### Texte
Quand je croise un vieux “pittoresque” de mon quartier
juin 25, 2013 dans ma vie
Ce matin, je me suis fait agresser. Pas physiquement. Moralement. Par une figure pittoresque de mon quartier.
Tu sais, ces vieux qui parlent fort, pour que tout le monde les entende bien, pas seulement parce qu’ils sont durs de la feuille. Ceux qui passent une plombe devant toi, à essayer de taper le bout de gras avec la petite caissière qui n’en a rien à secouer, qui les subit tous les jours et mérite par là même une béatification d’office. Ceux qui dégainent leur porte-monnaie après qu’on leur ait dit ce qu’ils doivent payer, comme s’il n’était pas prévisible qu’il allait falloir le sortir pendant qu’ils poireautaient. Ceux qui te prennent à témoin de leurs bons mots qui ne le sont pas, ces champions du proverbe à deux balles, du lieu commun éculé, ces gardiens des traditions séculaires, des us et coutumes (selon lesquelles par exemple un garçon doit avoir les cheveux courts, je sais, c’est un leitmotiv en ce moment, mais j’ai vraiment du mal), qui se croient météorologues, sociologues, économistes et politologues chevronnés sous prétexte qu’ils lisent le Parisien. Qu’ont tout compris à tout et envisagent de partager avec toi cette somme de savoir et d’expérience considérable.

### Liste des entrées
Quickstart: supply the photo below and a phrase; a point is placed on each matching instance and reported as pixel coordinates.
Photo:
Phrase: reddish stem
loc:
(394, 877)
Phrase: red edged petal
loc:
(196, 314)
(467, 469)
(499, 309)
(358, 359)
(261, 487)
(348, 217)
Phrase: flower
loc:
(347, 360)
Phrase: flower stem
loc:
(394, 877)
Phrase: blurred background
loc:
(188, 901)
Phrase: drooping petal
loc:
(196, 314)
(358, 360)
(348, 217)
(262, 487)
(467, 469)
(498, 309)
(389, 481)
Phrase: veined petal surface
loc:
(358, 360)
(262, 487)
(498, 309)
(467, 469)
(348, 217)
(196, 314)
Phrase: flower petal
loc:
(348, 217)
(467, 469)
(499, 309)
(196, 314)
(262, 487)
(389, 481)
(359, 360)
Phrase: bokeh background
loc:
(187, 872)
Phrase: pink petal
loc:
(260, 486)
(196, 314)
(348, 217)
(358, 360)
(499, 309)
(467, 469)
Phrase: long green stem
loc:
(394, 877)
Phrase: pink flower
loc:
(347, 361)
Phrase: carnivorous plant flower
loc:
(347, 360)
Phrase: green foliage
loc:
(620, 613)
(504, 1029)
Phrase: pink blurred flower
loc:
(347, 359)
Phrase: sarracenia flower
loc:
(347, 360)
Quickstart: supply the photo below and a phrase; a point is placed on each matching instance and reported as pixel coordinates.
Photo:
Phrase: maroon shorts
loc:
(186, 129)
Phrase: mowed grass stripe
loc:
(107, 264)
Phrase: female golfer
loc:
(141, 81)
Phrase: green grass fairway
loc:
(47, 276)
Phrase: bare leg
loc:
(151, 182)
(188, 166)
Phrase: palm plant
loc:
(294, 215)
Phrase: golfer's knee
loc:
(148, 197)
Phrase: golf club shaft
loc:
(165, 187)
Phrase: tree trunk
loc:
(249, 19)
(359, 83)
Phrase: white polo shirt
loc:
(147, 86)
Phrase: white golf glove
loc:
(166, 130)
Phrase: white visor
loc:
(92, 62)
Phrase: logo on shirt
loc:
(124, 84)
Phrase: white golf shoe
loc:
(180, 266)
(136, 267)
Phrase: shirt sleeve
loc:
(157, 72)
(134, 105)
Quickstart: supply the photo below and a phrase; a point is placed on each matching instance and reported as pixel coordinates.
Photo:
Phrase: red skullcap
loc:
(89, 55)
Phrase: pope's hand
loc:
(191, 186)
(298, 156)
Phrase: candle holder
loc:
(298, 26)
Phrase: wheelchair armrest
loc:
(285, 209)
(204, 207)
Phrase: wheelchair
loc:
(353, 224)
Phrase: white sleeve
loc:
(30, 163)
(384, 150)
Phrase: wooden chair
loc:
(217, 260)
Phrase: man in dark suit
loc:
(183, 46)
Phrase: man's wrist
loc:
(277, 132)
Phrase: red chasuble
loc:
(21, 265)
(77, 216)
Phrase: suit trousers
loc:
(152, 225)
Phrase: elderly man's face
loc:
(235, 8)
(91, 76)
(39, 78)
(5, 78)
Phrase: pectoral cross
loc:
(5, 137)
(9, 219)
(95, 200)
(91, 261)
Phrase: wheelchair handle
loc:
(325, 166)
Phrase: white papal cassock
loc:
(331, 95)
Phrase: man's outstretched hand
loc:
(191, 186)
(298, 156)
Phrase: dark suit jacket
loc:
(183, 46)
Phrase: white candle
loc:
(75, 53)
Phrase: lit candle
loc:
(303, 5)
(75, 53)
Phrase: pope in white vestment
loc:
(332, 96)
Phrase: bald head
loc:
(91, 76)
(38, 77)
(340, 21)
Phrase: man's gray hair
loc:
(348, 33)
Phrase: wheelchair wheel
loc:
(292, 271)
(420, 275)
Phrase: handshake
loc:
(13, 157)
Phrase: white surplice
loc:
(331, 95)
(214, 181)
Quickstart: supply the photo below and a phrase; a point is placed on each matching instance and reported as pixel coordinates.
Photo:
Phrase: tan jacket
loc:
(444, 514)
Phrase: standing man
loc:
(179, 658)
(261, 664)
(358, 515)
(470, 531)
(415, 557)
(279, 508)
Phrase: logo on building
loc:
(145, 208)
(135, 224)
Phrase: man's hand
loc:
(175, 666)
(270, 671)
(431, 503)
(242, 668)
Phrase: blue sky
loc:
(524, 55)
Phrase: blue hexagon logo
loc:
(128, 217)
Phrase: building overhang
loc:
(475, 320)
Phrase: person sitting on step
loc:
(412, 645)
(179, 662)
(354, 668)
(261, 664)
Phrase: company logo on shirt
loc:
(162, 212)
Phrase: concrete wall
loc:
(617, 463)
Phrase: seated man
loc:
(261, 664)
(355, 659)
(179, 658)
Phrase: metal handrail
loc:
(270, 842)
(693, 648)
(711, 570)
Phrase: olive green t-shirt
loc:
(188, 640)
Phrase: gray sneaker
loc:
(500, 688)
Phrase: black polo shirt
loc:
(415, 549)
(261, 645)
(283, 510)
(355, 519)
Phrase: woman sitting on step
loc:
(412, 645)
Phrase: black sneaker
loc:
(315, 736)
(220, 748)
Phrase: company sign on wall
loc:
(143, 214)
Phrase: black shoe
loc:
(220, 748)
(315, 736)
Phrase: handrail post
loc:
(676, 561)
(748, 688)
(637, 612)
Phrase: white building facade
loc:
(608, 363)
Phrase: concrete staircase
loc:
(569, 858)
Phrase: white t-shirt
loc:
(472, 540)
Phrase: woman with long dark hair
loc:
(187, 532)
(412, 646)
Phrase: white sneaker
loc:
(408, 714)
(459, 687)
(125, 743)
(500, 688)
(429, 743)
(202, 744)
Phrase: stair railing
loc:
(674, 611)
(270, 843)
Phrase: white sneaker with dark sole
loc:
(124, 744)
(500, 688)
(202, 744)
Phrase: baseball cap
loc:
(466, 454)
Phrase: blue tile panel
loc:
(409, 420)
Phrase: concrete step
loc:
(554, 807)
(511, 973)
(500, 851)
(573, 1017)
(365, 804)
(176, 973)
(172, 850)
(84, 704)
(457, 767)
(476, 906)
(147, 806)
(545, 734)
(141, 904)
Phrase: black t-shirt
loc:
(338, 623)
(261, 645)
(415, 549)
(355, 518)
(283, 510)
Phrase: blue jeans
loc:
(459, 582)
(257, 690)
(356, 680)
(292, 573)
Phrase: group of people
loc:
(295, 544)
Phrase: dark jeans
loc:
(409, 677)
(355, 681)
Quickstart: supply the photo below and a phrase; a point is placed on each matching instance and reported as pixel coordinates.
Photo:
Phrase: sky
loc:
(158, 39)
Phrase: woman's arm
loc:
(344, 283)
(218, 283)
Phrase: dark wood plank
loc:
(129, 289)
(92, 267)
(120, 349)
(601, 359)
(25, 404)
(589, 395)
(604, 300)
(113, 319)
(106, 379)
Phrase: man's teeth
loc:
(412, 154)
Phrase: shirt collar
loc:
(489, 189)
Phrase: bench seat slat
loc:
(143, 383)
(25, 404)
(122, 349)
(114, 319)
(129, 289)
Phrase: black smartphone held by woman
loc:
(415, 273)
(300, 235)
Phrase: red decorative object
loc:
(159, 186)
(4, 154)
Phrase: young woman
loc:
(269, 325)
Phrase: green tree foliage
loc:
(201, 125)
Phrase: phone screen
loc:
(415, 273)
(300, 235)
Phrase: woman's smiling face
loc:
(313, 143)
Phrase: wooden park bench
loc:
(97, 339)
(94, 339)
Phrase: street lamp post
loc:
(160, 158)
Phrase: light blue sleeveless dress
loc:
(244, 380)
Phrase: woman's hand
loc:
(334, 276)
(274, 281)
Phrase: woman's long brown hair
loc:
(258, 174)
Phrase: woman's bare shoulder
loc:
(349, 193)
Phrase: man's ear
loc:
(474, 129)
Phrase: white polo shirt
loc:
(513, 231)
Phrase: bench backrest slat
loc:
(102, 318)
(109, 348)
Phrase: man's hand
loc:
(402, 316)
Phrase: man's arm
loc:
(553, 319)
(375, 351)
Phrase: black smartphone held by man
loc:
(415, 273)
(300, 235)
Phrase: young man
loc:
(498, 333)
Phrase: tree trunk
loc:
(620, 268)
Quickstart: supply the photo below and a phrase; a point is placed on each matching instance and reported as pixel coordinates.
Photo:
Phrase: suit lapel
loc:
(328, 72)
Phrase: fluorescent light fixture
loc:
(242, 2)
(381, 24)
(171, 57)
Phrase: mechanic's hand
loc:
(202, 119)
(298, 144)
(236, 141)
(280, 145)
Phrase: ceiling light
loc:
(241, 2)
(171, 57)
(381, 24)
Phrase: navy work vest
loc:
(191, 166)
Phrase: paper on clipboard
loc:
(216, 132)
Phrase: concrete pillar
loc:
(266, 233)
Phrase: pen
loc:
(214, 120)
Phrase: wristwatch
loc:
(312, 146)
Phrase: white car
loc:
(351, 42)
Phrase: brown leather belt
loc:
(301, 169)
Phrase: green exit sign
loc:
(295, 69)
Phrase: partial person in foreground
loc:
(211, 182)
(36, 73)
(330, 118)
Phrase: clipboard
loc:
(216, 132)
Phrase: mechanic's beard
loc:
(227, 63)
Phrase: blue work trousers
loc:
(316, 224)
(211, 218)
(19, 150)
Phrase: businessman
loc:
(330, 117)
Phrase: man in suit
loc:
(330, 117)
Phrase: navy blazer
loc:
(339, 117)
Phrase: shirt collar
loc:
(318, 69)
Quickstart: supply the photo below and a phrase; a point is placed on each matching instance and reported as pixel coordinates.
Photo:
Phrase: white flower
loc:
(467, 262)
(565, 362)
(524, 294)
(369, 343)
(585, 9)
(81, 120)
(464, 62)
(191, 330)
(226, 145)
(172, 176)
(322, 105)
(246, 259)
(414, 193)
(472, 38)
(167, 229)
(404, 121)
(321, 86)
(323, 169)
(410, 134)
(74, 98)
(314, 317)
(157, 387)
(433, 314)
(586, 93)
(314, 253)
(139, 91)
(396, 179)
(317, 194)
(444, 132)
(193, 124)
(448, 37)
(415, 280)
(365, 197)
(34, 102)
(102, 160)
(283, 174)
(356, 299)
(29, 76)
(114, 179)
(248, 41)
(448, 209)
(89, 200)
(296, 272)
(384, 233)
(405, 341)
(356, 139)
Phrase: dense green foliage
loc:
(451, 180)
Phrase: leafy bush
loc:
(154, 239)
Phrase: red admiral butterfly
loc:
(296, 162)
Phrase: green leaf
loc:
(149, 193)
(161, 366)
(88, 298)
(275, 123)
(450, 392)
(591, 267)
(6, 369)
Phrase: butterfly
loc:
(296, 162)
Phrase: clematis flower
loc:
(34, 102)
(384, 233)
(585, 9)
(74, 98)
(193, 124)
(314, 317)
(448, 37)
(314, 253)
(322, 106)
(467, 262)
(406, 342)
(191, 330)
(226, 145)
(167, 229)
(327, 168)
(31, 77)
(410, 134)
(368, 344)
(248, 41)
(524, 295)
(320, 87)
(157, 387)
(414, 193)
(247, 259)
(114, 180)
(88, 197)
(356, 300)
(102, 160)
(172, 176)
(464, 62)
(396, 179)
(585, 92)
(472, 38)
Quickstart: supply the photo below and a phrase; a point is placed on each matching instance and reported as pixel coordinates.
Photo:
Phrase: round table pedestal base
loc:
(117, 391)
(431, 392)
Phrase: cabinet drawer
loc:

### Exercices et consignes
**1)** Recopiez le passage du billet qui va de « Quand je croise » à « de mon quartier. », ces deux limites comprises.
**2)** Répondez à chacune des questions suivantes à partir du billet.
(a) À quelle date le billet a-t-il été publié ?
(b) De quelle manière l'agression de ce matin a-t-elle eu lieu ?
(c) Quel journal ces vieux lisent-ils ?
**3)** D'après le billet, quels spécialistes ces vieux se croient-ils ? Donnez-les tous.

### Réponses complètes
**1)**
Quand je croise un vieux “pittoresque” de mon quartier
juin 25, 2013 dans ma vie
Ce matin, je me suis fait agresser. Pas physiquement. Moralement. Par une figure pittoresque de mon quartier.

**2)**
(a) Le 25 juin 2013.
(b) Moralement, et non physiquement.
(c) Le Parisien.

**3)** Météorologues, sociologues, économistes, politologues.